→ **SOURCE MATERIAL**
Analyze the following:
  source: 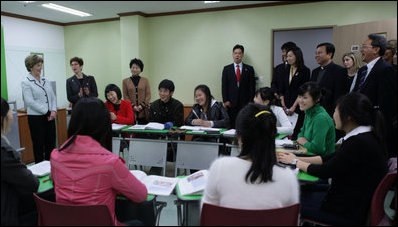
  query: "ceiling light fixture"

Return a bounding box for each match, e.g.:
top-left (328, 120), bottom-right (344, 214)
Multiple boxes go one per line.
top-left (42, 3), bottom-right (92, 17)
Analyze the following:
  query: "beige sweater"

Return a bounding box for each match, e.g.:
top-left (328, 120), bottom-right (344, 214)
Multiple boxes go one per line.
top-left (123, 77), bottom-right (151, 119)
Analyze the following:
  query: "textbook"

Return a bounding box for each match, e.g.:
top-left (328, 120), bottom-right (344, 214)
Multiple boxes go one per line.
top-left (178, 169), bottom-right (208, 196)
top-left (28, 160), bottom-right (51, 177)
top-left (130, 170), bottom-right (178, 196)
top-left (128, 122), bottom-right (164, 130)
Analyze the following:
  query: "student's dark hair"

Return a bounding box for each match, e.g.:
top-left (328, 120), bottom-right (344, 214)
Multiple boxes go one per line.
top-left (336, 92), bottom-right (386, 152)
top-left (298, 81), bottom-right (325, 103)
top-left (59, 97), bottom-right (112, 151)
top-left (130, 58), bottom-right (144, 72)
top-left (254, 87), bottom-right (279, 106)
top-left (193, 84), bottom-right (214, 115)
top-left (105, 84), bottom-right (122, 102)
top-left (236, 103), bottom-right (277, 183)
top-left (281, 42), bottom-right (297, 51)
top-left (232, 44), bottom-right (245, 54)
top-left (158, 79), bottom-right (175, 92)
top-left (316, 43), bottom-right (336, 59)
top-left (69, 57), bottom-right (84, 66)
top-left (368, 34), bottom-right (387, 56)
top-left (288, 46), bottom-right (304, 70)
top-left (1, 97), bottom-right (10, 129)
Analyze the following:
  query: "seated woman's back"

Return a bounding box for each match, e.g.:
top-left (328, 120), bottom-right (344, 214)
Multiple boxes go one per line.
top-left (202, 103), bottom-right (299, 209)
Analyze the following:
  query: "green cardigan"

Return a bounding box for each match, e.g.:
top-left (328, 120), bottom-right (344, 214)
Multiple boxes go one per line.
top-left (297, 103), bottom-right (336, 155)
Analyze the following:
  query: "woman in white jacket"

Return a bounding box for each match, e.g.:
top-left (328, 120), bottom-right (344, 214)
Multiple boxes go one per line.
top-left (253, 87), bottom-right (294, 135)
top-left (22, 55), bottom-right (57, 163)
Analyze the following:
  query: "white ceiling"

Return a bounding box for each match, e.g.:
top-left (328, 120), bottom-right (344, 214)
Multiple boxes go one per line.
top-left (1, 1), bottom-right (279, 23)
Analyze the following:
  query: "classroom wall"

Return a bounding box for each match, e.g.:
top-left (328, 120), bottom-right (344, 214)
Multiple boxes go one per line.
top-left (1, 16), bottom-right (68, 109)
top-left (65, 1), bottom-right (397, 105)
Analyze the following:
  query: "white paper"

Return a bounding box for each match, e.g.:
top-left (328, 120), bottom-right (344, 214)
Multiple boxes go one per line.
top-left (178, 170), bottom-right (208, 196)
top-left (28, 160), bottom-right (51, 177)
top-left (130, 170), bottom-right (178, 196)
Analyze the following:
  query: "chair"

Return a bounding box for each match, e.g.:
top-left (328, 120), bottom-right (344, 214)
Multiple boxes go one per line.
top-left (200, 203), bottom-right (300, 226)
top-left (33, 193), bottom-right (115, 226)
top-left (369, 172), bottom-right (397, 226)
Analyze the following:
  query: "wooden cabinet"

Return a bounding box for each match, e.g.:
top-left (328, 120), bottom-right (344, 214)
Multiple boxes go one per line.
top-left (18, 108), bottom-right (68, 164)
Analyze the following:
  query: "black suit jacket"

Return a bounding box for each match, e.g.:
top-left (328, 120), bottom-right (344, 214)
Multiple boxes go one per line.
top-left (280, 65), bottom-right (310, 111)
top-left (271, 63), bottom-right (289, 95)
top-left (354, 58), bottom-right (397, 125)
top-left (311, 62), bottom-right (346, 116)
top-left (222, 63), bottom-right (256, 109)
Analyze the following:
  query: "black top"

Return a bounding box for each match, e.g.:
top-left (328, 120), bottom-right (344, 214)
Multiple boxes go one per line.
top-left (308, 132), bottom-right (388, 225)
top-left (149, 98), bottom-right (184, 127)
top-left (66, 74), bottom-right (98, 105)
top-left (1, 138), bottom-right (39, 226)
top-left (311, 62), bottom-right (347, 117)
top-left (185, 101), bottom-right (229, 128)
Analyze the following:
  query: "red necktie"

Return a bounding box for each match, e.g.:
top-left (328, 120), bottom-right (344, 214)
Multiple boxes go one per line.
top-left (236, 65), bottom-right (240, 83)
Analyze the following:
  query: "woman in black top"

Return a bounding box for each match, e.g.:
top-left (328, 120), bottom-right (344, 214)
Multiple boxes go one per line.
top-left (66, 57), bottom-right (98, 106)
top-left (280, 47), bottom-right (310, 139)
top-left (1, 98), bottom-right (39, 226)
top-left (278, 92), bottom-right (388, 225)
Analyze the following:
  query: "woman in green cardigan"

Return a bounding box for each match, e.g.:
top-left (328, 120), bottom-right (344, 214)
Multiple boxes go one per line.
top-left (297, 82), bottom-right (335, 155)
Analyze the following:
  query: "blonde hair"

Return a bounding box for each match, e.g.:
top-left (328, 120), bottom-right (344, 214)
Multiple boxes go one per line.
top-left (25, 54), bottom-right (43, 72)
top-left (341, 52), bottom-right (363, 72)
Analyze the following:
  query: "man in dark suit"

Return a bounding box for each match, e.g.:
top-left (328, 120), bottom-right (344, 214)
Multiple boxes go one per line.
top-left (353, 34), bottom-right (397, 156)
top-left (222, 44), bottom-right (256, 128)
top-left (271, 42), bottom-right (296, 99)
top-left (311, 43), bottom-right (346, 118)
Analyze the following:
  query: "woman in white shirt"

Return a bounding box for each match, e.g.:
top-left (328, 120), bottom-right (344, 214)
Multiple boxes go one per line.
top-left (253, 87), bottom-right (294, 135)
top-left (202, 103), bottom-right (299, 209)
top-left (21, 54), bottom-right (57, 163)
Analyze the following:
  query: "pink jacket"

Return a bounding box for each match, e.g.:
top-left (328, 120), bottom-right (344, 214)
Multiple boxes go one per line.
top-left (51, 136), bottom-right (148, 225)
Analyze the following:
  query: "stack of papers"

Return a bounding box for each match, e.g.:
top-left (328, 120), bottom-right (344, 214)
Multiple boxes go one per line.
top-left (28, 160), bottom-right (51, 177)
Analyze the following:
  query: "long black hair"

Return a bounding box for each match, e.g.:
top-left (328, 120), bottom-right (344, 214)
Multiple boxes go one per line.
top-left (60, 97), bottom-right (112, 151)
top-left (236, 103), bottom-right (277, 183)
top-left (336, 92), bottom-right (386, 154)
top-left (254, 87), bottom-right (280, 106)
top-left (194, 84), bottom-right (214, 116)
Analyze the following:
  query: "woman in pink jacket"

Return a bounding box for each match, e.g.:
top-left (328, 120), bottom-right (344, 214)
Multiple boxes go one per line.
top-left (51, 98), bottom-right (147, 225)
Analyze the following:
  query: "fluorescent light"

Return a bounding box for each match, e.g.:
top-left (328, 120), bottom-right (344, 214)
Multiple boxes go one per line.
top-left (42, 3), bottom-right (92, 17)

→ **WHAT IS NEEDED**
Rescale the records from the first line through the line that contains "top-left (123, 77), bottom-right (151, 119)", repeating every line including the requests, and multiply each bounding-box coordinate in the answers by 1.7, rounding to whole numbers with halves rounded up while leaving the numbers in the requests and their format samples unchanged. Leave the pictures out.

→ **WORKED SOLUTION**
Analyze the following:
  source: 
  query: "ceiling light fixture"

Return a bounding box for each match, e.g.:
top-left (328, 120), bottom-right (344, 214)
Multiple boxes go one per line.
top-left (71, 5), bottom-right (156, 29)
Analyze the following:
  query: "beige sweater"

Return a bounding box for each match, e.g.:
top-left (328, 120), bottom-right (344, 214)
Multiple boxes go one per line.
top-left (209, 131), bottom-right (257, 202)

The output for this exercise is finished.